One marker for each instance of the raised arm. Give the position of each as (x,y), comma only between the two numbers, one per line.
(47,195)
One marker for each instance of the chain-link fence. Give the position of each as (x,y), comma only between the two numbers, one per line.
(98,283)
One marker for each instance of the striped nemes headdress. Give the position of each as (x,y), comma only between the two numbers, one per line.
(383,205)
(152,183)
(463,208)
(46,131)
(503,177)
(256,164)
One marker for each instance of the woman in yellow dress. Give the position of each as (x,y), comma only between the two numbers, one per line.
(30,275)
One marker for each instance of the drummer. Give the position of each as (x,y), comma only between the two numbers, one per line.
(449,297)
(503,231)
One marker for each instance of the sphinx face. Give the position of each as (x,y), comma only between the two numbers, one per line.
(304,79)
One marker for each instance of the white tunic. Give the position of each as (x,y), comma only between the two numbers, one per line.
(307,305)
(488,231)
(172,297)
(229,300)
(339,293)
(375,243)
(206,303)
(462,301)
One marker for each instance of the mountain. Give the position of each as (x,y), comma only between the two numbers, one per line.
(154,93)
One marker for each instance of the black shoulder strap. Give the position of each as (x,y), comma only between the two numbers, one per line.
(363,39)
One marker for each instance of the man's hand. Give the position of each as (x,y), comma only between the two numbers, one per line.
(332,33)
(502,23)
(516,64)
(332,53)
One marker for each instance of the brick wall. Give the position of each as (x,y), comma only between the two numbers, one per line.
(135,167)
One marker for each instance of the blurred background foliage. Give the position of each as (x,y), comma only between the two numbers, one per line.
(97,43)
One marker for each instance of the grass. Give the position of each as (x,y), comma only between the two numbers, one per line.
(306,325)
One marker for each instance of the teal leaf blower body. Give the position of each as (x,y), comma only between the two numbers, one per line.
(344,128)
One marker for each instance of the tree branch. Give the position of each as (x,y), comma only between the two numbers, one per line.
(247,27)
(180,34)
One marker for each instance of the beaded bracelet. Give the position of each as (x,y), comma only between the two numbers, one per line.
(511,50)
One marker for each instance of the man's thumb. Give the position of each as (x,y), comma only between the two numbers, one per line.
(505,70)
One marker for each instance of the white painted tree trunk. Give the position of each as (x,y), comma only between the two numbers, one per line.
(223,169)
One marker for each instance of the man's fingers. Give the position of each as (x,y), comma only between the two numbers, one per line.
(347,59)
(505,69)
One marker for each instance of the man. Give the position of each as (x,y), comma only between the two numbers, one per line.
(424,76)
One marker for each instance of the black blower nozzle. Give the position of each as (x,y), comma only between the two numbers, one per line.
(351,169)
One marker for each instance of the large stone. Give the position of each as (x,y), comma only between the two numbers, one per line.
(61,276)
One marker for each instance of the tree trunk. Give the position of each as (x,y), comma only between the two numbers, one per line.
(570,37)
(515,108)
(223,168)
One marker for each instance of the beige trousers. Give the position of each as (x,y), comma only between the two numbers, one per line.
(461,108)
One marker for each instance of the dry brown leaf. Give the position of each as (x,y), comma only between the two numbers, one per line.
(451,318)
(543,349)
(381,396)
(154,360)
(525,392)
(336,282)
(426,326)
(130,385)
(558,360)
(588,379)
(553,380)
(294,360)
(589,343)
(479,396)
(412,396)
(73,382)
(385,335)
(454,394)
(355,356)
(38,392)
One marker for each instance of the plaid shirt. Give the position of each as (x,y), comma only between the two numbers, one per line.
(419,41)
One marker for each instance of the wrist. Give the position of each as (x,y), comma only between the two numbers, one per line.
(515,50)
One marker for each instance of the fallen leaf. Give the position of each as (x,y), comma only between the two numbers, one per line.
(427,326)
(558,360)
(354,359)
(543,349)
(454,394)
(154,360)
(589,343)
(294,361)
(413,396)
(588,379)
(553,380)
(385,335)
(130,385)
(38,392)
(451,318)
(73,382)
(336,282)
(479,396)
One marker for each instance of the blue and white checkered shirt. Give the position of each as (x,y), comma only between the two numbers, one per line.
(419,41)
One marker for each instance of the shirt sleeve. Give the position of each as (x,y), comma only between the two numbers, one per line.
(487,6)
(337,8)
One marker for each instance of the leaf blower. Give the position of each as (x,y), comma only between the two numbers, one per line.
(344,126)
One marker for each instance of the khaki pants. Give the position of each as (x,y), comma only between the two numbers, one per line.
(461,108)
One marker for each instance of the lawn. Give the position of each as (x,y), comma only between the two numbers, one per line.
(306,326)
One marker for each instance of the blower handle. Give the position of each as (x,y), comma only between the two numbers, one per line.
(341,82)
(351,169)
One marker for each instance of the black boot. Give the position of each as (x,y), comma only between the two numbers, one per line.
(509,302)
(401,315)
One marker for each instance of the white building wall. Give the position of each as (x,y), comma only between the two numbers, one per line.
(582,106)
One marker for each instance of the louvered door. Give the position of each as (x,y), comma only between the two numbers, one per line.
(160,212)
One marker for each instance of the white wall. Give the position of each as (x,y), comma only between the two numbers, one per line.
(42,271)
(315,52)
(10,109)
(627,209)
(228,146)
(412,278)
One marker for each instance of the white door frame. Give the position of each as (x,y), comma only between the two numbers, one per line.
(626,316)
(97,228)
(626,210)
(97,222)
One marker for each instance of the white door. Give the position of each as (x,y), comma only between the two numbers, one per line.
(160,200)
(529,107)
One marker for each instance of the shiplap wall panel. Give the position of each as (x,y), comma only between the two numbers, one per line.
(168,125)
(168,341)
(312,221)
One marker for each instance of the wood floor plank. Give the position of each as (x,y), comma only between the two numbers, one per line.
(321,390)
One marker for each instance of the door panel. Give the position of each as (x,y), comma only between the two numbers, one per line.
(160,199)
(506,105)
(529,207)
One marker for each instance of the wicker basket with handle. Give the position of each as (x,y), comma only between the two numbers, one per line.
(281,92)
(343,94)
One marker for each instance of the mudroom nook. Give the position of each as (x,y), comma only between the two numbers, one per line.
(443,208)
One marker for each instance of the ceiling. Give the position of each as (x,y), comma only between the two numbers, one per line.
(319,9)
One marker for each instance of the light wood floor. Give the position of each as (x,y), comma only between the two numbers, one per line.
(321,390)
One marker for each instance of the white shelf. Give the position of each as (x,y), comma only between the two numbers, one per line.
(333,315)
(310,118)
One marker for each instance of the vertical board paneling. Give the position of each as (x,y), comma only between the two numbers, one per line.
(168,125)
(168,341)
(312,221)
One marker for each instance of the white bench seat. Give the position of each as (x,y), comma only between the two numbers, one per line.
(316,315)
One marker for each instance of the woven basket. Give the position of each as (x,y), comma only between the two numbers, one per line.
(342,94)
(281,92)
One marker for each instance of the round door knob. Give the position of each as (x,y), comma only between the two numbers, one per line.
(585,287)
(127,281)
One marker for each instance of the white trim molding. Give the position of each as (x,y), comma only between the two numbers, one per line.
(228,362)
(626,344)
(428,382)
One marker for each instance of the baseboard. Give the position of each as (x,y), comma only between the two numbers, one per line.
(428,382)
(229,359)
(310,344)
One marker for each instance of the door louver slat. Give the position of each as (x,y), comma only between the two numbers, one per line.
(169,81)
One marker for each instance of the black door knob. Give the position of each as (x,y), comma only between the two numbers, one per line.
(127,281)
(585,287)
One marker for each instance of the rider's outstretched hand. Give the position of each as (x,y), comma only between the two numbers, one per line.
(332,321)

What is asked –
Restate the listing above word for word.

Written response –
One marker for each instance of the raised arm. Give the position of each as (x,y), comma only between the two numbers, one per line.
(47,195)
One marker for each instance of the chain-link fence. Give the position of each as (x,y), comma only between the two numbers, one per line.
(98,283)
One marker for each instance of the striped nemes headdress. Give the position of each as (x,y), comma only between the two numbers, one per line.
(383,205)
(152,183)
(463,208)
(46,131)
(503,177)
(256,164)
One marker for each instance of the woman in yellow dress. Give the position of each as (x,y), comma only between the two numbers, one per line.
(30,275)
One marker for each instance of the drummer. Give the position of each as (x,y), comma only between the two numbers, one per line.
(449,297)
(503,231)
One marker for each instance of the sphinx face. Give the position of each as (x,y), comma only between the two numbers, one per line.
(304,79)
One marker for each instance of the white tunic. Give the position of each as (x,y), comma only between the two numbers, one per line.
(307,305)
(488,231)
(172,297)
(229,300)
(339,293)
(375,243)
(206,303)
(462,301)
One marker for each instance of the mountain. Give the position of each as (x,y), comma only between the two numbers, one per line.
(154,93)
One marker for each instance of the black shoulder strap. Give the position of each as (x,y), comma only between the two numbers, one per line.
(363,39)
One marker for each instance of the man's hand. Give the position of each as (x,y), comma only between the two numbers, one per line.
(332,33)
(502,23)
(516,64)
(332,53)
One marker for each instance of the brick wall. Give the position of each as (x,y), comma only between the two numbers, one per line.
(135,167)
One marker for each instance of the blurred background foliage. Give the position of each as (x,y), comma only between the two numbers, one per line.
(97,43)
One marker for each instance of the grass. Give the position of each as (x,y), comma only between the two numbers, one per line.
(306,325)
One marker for each instance of the teal leaf blower body. Give the position of each as (x,y), comma only between the two numbers, one per line.
(344,128)
One marker for each instance of the tree branch. Give the position of each as (x,y), comma only between the two numbers, one per line.
(247,27)
(180,34)
One marker for each instance of the beaded bracelet. Give the position of each as (x,y), comma only between the two numbers, one per line.
(511,50)
One marker for each instance of the man's thumb. Give the position of each as (x,y), comma only between the two numbers, one per line.
(505,70)
One marker for each instance of the white painted tree trunk. Give the position of each as (x,y), comma only between the two numbers, one per line.
(223,169)
One marker for each instance of the man's fingers. Give the position of each as (x,y), comma only between the two numbers, one per line.
(347,59)
(505,69)
One marker for each instance of the man. Give the position of each as (x,y), comma only between the two numbers, one per line.
(424,76)
One marker for each instance of the black blower nozzle. Give the position of each as (x,y), comma only between the two numbers, one per line.
(351,169)
One marker for each instance of the large stone. Give the position of each as (x,y), comma only between the two numbers, one per line.
(61,276)
One marker for each instance of the tree trunk. Give the position of each as (x,y), comma only between the two numbers, one per line.
(570,37)
(515,108)
(223,168)
One marker for each instance of the beige trousers. Give the position of each as (x,y), comma only between the two numbers, one per line.
(461,108)
One marker for each instance of the dry brown leaf. Give the position of each as (x,y), comma only between the two numbers, one per line.
(451,318)
(543,349)
(381,396)
(154,360)
(525,392)
(336,282)
(426,326)
(130,385)
(558,360)
(588,379)
(553,380)
(294,360)
(589,343)
(479,396)
(412,396)
(73,382)
(385,335)
(454,394)
(355,356)
(38,392)
One marker for each instance of the plaid shirt. Give the position of each as (x,y), comma only between the two numbers, one per line.
(419,41)
One marker for each instance of the wrist. Give the position of each as (x,y), comma only between the two numbers, one per line.
(515,50)
One marker for each instance of the fallen leaf. Give the position of each as (x,y), comma only between the two numbers, one per line.
(427,326)
(558,360)
(354,359)
(543,349)
(454,394)
(154,360)
(589,343)
(294,361)
(413,396)
(588,379)
(553,380)
(385,335)
(130,385)
(38,392)
(451,318)
(73,382)
(336,282)
(479,396)
One marker for each instance of the blue and white checkered shirt. Give the position of each as (x,y), comma only between the two numbers, one per line.
(419,41)
One marker for each instance of the shirt sleeve. Give the position of each as (x,y), comma only between the two numbers, one per line.
(487,6)
(337,8)
One marker for each instance of the leaf blower. Give the position of each as (x,y), comma only between the two numbers, one per line.
(344,126)
One marker for each instance of the khaki pants. Give the position of each as (x,y), comma only between the two numbers, one per line.
(461,108)
One marker for each instance of the lawn. Give the position of each as (x,y), comma only between the two numbers, one per line.
(306,326)
One marker for each instance of the blower handle. Give the position of each as (x,y), comma only between the two numbers, one per line.
(341,82)
(351,169)
One marker for each instance of the black boot. Give the position of each as (x,y), comma only between the two numbers, one per line.
(509,302)
(401,315)
One marker for each instance of the white building wall. Give the position of each as (x,y), comma only between the two numbers, one per line.
(582,106)
One marker for each instance of the louvered door. Give the position of each as (x,y), comma only between the two numbers, one per line.
(160,212)
One marker for each instance of the white wall. Give the position of each as (x,y), comma only between the two numbers, one per line.
(42,271)
(315,52)
(10,109)
(627,209)
(228,146)
(412,278)
One marker for each instance of the white door frame. Give the position of each as (x,y), comma only between the two numbers, one per line.
(626,316)
(97,228)
(626,210)
(97,222)
One marker for each instance of the white door. Give the position of each as (x,y), comma only between the two numbers, one per line.
(160,200)
(529,107)
One marker for each instance of the shiplap wall panel. Give the position of each as (x,y), comma only between the two numbers, one per line.
(168,125)
(168,341)
(312,221)
One marker for each instance of the wood floor plank. Give the position of each as (x,y), comma only between the two numbers, one per line.
(321,390)
One marker for each instance of the door panel. Give the position of each as (x,y), comma only between the two numbers, one per line.
(160,199)
(506,105)
(529,207)
One marker for each instance of the wicker basket with handle. Give the position of each as (x,y), comma only between the two numbers, one per line.
(281,92)
(343,94)
One marker for each instance of the mudroom nook. Give the position of each as (x,y), comma only between the two numbers, one per line.
(443,208)
One marker for each instance of the ceiling. Give the position of each as (x,y), comma only between the two numbers, one per line.
(319,9)
One marker for each instance of the light wood floor. Give the position of each as (x,y), comma only between the two numbers, one per line.
(321,390)
One marker for each instance of the white shelf. Give the position of each as (x,y), comma only between the two numbers, one per line.
(333,315)
(310,118)
One marker for each instance of the vertical board paneling. Give the position of each as (x,y), comma only between the two numbers, one per line.
(168,125)
(168,341)
(312,221)
One marker for each instance of the white bench seat. Give the position of each as (x,y), comma only between the two numbers, one per line.
(316,315)
One marker for each instance of the woven basket. Give the position of each as (x,y), comma only between the two numbers, one per line.
(342,94)
(281,92)
One marker for each instance of the round door knob. Give the position of each as (x,y), comma only between the two numbers, one per line.
(585,287)
(127,281)
One marker for each instance of the white trim molding. Give the position of each as (x,y), comma only between the two numbers, one per line.
(228,362)
(626,344)
(428,382)
One marker for each instance of the baseboard. Give the position of each as (x,y), comma only between the two numbers, one per line.
(428,382)
(229,359)
(310,344)
One marker for each instance of the door louver slat. Give the position of each as (x,y), comma only between the two numbers, one per line.
(169,81)
One marker for each instance of the black door knob. Give the position of each as (x,y), comma only between the two numbers, one per line.
(127,281)
(585,287)
One marker for each instance of the rider's outstretched hand. Give the position of each as (x,y), comma only between the two numbers, one per line.
(332,321)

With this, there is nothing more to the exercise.